[[ TEXT UNDER STUDY, beginning ]]

Why choose this research degree?

  • Make an original and significant contribution to knowledge in economics
  • Gain a deep understanding of modern economic theory, econometrics and applied economic analysis
  • Produce a high quality thesis under the supervision of our academics
  • Access the very latest business research and learn from the high profile academics
  • Be part of the UNSW Business School’s vibrant, globally recognised research community
  • Opportunity to be published in a leading international journal

Who is this degree for?

  • Graduates with excellent results in their undergraduate (honours) degree
  • Postgraduates with excellent results in their Masters by research degree 

Job and career prospects

  • Academic and research positions in Australia or overseas
  • Economics research and analysis roles
  • Research intensive positions in the public sector

The Doctor of Philosophy (PhD) in Economics consists of four core courses, three elective courses and a thesis. Courses are aimed at equipping students with the necessary knowledge to produce high quality economic research and bring students to the research frontier. After completing the core curriculum in the first semester, students must choose at least 3 specialised field courses in their second semester.

Once PhD students complete satisfactorily the required coursework, they work full-time in research to produce a doctoral dissertation under the supervision of a faculty advisor.


The following courses are completed in the first year of study.

Study four compulsory core courses

ECON6001 Microeconomic Analysis

The first part of the course deals with individual decision making and basic game theory. Fundamental topics covered include utility maximisation, expenditure minimisation, duality, welfare changes, and decision making under uncertainty. Producer theory and market equilibrium may also be discussed, along with an introduction to basic game theory which is an essential tool to analyse strategic behaviour.

The second part of the course builds on the first by exploring economic environment with asymmetric information (asymmetric information, signalling and screening), as well as other topics in contract theory such as principal-agent problems and incomplete contracts.

ECON6002 Macroeconomic Analysis

Advanced analysis of macroeconomic issues.

Topics include:

The structure of macroeconomic models, growth theory and capital accumulation, the structure of short run classical and Keynesian models, equilibrium and disequilibrium models of the business cycle, open economy models, fiscal policy and deficits,.monetary policy and stabilisation theory.

ECON6003 Econometric Analysis

This course is designed to provide a rigorous foundation of modern econometrics for applied research in economics. The first part of the course covers classic econometric concepts and techniques, such as moment estimation, maximum likelihood, least squares regression, and hypothesis testing and inference. Where necessary some statistical theory as well as basic matrix algebra will be taught. The second part of the course builds on these sound fundamentals of econometric theory. Topics covered could include instrumental variables, generalized method of moments (GMM), the bootstrap, quantile regression, or panel methods. Students will be required to use statistical packages to conduct econometric data analysis.

ECON6004 Mathematical Economics

This course is an introduction to mathematical techniques that are widely used in economics. We study the properties of sets, vector spaces, functions and equations and use them to describe economic environments. We employ mathematical techniques such as equation solving, static and dynamic optimisation and duality to analyse economic problems.

[[ TEXT UNDER STUDY, end ]]
[[ ENTRIES SUPPLIED, beginning ]]

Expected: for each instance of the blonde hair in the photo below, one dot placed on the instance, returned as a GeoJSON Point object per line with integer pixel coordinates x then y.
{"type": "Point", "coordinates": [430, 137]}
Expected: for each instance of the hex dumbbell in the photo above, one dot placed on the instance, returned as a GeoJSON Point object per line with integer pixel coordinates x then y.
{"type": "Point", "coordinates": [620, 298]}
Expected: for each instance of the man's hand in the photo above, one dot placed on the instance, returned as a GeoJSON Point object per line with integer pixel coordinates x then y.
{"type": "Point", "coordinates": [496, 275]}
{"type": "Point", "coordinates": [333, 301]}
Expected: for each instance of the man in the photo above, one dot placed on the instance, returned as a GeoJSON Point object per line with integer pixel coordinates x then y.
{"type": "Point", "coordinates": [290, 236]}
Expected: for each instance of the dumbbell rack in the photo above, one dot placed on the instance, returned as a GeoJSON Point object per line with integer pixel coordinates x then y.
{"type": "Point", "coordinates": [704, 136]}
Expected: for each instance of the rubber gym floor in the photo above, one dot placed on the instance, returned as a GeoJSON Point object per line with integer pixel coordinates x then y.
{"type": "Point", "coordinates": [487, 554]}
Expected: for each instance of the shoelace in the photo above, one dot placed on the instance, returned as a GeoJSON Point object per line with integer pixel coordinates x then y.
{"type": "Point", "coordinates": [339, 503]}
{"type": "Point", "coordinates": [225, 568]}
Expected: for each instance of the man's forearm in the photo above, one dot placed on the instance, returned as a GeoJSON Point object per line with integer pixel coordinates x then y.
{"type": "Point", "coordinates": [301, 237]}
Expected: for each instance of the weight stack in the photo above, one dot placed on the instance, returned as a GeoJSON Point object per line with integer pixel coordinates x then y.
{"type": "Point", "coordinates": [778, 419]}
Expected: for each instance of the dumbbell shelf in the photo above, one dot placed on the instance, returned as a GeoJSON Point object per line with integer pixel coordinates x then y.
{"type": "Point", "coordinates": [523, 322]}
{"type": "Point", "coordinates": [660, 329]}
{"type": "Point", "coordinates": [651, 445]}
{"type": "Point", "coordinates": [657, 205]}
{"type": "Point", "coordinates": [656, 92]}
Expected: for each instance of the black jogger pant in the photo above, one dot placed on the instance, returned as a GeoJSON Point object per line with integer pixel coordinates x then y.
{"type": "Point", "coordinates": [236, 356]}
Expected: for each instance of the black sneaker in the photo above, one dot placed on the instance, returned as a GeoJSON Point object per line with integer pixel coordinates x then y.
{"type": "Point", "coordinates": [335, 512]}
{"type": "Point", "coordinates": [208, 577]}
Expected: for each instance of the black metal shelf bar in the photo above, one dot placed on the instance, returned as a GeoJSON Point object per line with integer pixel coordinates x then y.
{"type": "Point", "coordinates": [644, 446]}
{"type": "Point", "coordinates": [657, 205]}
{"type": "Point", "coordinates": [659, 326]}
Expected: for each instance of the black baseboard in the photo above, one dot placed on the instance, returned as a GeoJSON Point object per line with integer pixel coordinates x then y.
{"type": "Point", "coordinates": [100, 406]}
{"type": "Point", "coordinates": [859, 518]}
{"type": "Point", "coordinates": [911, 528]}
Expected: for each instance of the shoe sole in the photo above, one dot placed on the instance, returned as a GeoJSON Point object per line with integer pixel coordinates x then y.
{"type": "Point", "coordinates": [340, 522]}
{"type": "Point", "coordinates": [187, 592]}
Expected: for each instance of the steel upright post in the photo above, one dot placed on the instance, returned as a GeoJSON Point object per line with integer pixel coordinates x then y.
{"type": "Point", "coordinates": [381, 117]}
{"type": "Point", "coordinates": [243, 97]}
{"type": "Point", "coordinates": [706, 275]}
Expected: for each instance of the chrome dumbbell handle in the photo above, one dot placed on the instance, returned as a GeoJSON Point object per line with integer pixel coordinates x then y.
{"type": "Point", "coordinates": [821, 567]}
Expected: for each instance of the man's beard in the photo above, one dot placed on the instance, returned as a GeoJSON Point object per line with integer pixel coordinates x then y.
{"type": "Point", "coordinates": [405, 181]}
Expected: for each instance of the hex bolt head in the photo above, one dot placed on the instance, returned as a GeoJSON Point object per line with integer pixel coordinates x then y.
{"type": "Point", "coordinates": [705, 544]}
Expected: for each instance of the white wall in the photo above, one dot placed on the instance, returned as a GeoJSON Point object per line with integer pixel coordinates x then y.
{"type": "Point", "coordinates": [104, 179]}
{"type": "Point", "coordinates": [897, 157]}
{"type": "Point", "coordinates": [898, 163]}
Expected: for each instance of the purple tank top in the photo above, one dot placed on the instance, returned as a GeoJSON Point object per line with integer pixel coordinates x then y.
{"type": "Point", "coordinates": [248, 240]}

[[ ENTRIES SUPPLIED, end ]]

**WORK INSTRUCTION 1:**
Answer these questions about the economics PhD description:
(a) How many core courses and how many elective courses make up the PhD in Economics?
(b) Which course covers principal-agent problems and incomplete contracts?
(c) In which semester must students choose at least 3 specialised field courses?
**WORK INSTRUCTION 2:** Set down the passage of the economics PhD description starting with "Job and career" and going on through "their second semester.".

**TASK ANSWER 1:**
(a) Four core courses and three elective courses.
(b) ECON6001 Microeconomic Analysis.
(c) The second semester.

**TASK ANSWER 2:**
Job and career prospects

  • Academic and research positions in Australia or overseas
  • Economics research and analysis roles
  • Research intensive positions in the public sector

The Doctor of Philosophy (PhD) in Economics consists of four core courses, three elective courses and a thesis. Courses are aimed at equipping students with the necessary knowledge to produce high quality economic research and bring students to the research frontier. After completing the core curriculum in the first semester, students must choose at least 3 specialised field courses in their second semester.